-------- Input material --------

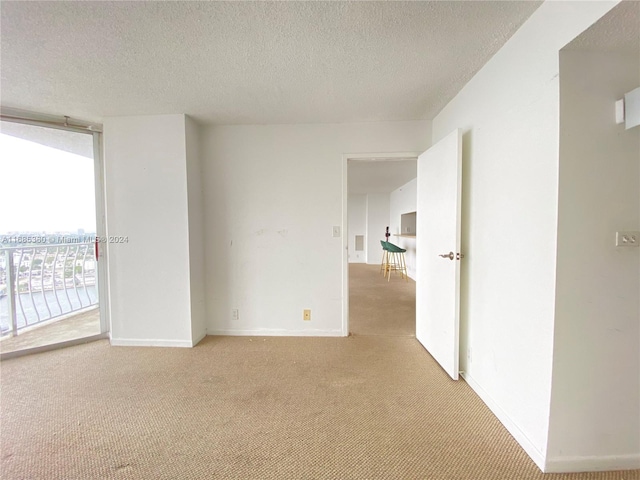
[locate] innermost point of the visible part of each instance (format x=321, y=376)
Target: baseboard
x=592, y=464
x=198, y=338
x=267, y=332
x=144, y=342
x=520, y=437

--------

**Problem**
Copy out every line of the data above, taking care to leave the pictures out.

**Answer box**
[locate] innermost point of the visible part of each instance (format x=321, y=376)
Target: baseboard
x=592, y=464
x=198, y=338
x=267, y=332
x=144, y=342
x=520, y=437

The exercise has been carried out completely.